§ **WHAT IS BEING ASKED**: How many lines in the entries below include the string "between"? Answer with the number only.

START TASK INPUT

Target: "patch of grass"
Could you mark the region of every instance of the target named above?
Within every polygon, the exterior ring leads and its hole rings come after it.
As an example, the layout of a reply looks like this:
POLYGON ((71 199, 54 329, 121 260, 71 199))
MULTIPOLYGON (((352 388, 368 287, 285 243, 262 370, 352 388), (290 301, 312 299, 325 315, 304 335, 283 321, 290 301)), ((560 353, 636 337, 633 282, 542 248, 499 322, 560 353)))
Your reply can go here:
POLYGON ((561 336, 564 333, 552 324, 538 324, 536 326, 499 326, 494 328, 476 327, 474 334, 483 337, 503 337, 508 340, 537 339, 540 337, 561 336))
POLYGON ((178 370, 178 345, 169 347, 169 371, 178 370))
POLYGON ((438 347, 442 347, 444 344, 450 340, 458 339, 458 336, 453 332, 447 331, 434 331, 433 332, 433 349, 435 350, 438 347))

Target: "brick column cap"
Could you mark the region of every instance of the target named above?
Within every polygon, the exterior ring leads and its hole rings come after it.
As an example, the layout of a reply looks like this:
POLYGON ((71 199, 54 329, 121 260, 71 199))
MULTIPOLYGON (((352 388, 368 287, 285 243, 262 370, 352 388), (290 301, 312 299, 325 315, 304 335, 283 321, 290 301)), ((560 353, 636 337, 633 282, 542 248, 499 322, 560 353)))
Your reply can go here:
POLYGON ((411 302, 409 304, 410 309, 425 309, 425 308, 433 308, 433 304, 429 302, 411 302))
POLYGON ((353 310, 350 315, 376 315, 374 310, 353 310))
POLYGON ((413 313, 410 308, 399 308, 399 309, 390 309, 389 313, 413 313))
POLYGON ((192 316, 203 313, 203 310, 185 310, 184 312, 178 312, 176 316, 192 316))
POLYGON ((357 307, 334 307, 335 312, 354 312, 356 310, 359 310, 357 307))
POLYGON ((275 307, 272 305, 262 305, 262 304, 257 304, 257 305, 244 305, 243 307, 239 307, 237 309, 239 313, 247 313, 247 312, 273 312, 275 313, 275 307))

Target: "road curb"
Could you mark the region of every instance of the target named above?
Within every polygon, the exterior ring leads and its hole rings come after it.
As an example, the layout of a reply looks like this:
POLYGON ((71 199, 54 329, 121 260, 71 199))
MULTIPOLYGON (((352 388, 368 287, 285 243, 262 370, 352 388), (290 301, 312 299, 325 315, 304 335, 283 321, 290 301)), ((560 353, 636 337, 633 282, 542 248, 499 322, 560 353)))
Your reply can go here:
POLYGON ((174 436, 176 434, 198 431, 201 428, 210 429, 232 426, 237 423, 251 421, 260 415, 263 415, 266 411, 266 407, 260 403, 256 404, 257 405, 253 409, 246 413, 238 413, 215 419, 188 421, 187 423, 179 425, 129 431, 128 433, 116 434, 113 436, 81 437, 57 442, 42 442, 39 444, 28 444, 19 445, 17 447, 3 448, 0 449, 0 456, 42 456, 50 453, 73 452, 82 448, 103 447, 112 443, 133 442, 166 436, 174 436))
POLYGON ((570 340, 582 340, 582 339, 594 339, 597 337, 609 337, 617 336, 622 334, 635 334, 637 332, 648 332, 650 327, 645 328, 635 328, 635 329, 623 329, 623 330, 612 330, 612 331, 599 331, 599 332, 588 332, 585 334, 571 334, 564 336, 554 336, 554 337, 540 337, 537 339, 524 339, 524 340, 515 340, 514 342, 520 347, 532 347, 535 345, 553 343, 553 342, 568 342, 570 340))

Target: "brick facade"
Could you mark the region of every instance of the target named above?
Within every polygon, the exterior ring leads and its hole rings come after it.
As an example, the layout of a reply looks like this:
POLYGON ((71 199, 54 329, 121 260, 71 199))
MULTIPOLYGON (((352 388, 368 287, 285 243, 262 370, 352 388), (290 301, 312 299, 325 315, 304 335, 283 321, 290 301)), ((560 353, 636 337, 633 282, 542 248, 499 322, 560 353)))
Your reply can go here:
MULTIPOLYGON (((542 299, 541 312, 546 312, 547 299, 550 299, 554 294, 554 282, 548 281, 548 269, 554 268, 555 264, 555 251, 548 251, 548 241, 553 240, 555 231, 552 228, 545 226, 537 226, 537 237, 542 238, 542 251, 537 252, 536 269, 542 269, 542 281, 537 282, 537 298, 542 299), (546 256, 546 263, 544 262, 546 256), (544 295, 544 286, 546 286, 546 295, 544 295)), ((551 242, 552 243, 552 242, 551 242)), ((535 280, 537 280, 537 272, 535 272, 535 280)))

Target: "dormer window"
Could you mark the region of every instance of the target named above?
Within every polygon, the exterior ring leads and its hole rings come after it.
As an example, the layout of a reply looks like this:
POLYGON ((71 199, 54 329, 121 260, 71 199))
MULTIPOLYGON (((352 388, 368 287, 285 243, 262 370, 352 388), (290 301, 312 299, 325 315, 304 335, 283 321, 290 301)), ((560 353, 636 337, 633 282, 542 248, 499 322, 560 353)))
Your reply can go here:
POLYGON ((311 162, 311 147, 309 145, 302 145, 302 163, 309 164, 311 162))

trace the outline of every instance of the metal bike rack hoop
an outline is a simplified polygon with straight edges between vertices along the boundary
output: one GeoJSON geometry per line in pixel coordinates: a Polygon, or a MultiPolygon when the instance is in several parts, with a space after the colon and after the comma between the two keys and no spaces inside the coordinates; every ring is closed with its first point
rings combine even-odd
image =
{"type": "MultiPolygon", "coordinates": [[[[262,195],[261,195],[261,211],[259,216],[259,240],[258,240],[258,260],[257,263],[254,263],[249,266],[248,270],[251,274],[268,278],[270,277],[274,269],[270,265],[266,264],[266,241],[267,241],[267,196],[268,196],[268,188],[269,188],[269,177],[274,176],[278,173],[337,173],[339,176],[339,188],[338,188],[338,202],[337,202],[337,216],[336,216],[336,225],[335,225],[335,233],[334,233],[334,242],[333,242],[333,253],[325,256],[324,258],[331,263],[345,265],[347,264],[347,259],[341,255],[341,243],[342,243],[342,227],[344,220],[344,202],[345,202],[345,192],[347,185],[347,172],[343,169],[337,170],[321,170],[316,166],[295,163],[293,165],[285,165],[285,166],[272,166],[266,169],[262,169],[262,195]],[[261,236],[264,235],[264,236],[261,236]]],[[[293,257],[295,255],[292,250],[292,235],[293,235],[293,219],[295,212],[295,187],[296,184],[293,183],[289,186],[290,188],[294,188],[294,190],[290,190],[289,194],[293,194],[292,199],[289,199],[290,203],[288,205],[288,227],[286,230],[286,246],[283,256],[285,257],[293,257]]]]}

END TASK INPUT

§ **EXPECTED OUTPUT**: 2